◆ Énoncé 1:
Pouvez-vous restituer en CSV à deux colonnes, demande et resultat, les lignes du jeu d'annotation de localisation qui suivent le texte ? Mettez une ligne par ligne de données, avec son texte et sa réponse, chacun dans un champ entre guillemets et sans sauts de ligne, remplacés par des espaces.

◆ Texte du document:

==================================================

8-5-4-Les pratiques religieuses Les confréries du village Il existait plusieurs confréries à Montégut. Ces confréries rassemblaient des habitants du village dans des sortes d'associations cultuelles, qui avaient à la fois pour objectif de développer un culte particulier et de favoriser l'entraide entre les confrères. Très souvent, les membres assistaient un confrère mourant, organisaient ses obsèques, voire prenaient en charge sa veuve et ses enfants si nécessaire. Une confrérie Notre-Dame est signalée en 1523 dans le testament d'Arnaud Arroy, qui lui lègue douze ardits, juste après un legs à la cathédrale de Tarbes. Cette confrérie remontait probablement au moyen-âge, on en trouve encore trace dans les registres de marguilliers vers 1660. Elle disparaît ensuite, on n'en trouve aucune mention après la révolution française. Il faut attendre le 19e siècle et le renouveau religieux pour voir refleurir les confréries, qui sont essentiellement destinées à encadrer les pratiques religieuses et à créer des « groupes d'entraide » entre paroissiens. Le 17 novembre 1840, Mgr de La Croix, archevêque d'Auch, autorise la création de la confrérie du Saint-Scapulaire. Une confrérie des morts est fondée en 1859. Elle est destinée à couvrir les frais des obsèques des habitants. Son fonctionnement est expliqué par l'institutrice Angèle Castay vers 1899: « Les habitants de la commune moyennant une rétribution de 0f30 par trimestre, la famille du défunt n'a rien à payer, la société à tous les débours à sa charge. Cette mutualité existe depuis 1859. C'est l'instituteur, dit-on, qui en fut l'instigateur3». Cette confrérie existe encore, un peu informelle, dans le quartier du Lurus. Le 9 mars 1863, Mgr Delamare autorise la création d'une confrérie
du Sacré-Coeur de Jésus.

==================================================

◆ Extraits d'un jeu de données d'annotation de localisation:
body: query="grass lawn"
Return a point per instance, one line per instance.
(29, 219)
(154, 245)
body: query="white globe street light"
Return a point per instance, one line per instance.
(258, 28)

==================================================

◆ Énoncé 2:
Pouvez-vous recopier intégralement le texte sur les confréries de Montégut ?

◆ Réponse complète 1:
demande,resultat
"body: query=""grass lawn"" Return a point per instance, one line per instance.","(29, 219) (154, 245)"
"body: query=""white globe street light"" Return a point per instance, one line per instance.","(258, 28)"

◆ Réponse complète 2:
8-5-4-Les pratiques religieuses Les confréries du village Il existait plusieurs confréries à Montégut. Ces confréries rassemblaient des habitants du village dans des sortes d'associations cultuelles, qui avaient à la fois pour objectif de développer un culte particulier et de favoriser l'entraide entre les confrères. Très souvent, les membres assistaient un confrère mourant, organisaient ses obsèques, voire prenaient en charge sa veuve et ses enfants si nécessaire. Une confrérie Notre-Dame est signalée en 1523 dans le testament d'Arnaud Arroy, qui lui lègue douze ardits, juste après un legs à la cathédrale de Tarbes. Cette confrérie remontait probablement au moyen-âge, on en trouve encore trace dans les registres de marguilliers vers 1660. Elle disparaît ensuite, on n'en trouve aucune mention après la révolution française. Il faut attendre le 19e siècle et le renouveau religieux pour voir refleurir les confréries, qui sont essentiellement destinées à encadrer les pratiques religieuses et à créer des « groupes d'entraide » entre paroissiens. Le 17 novembre 1840, Mgr de La Croix, archevêque d'Auch, autorise la création de la confrérie du Saint-Scapulaire. Une confrérie des morts est fondée en 1859. Elle est destinée à couvrir les frais des obsèques des habitants. Son fonctionnement est expliqué par l'institutrice Angèle Castay vers 1899: « Les habitants de la commune moyennant une rétribution de 0f30 par trimestre, la famille du défunt n'a rien à payer, la société à tous les débours à sa charge. Cette mutualité existe depuis 1859. C'est l'instituteur, dit-on, qui en fut l'instigateur3». Cette confrérie existe encore, un peu informelle, dans le quartier du Lurus. Le 9 mars 1863, Mgr Delamare autorise la création d'une confrérie
du Sacré-Coeur de Jésus.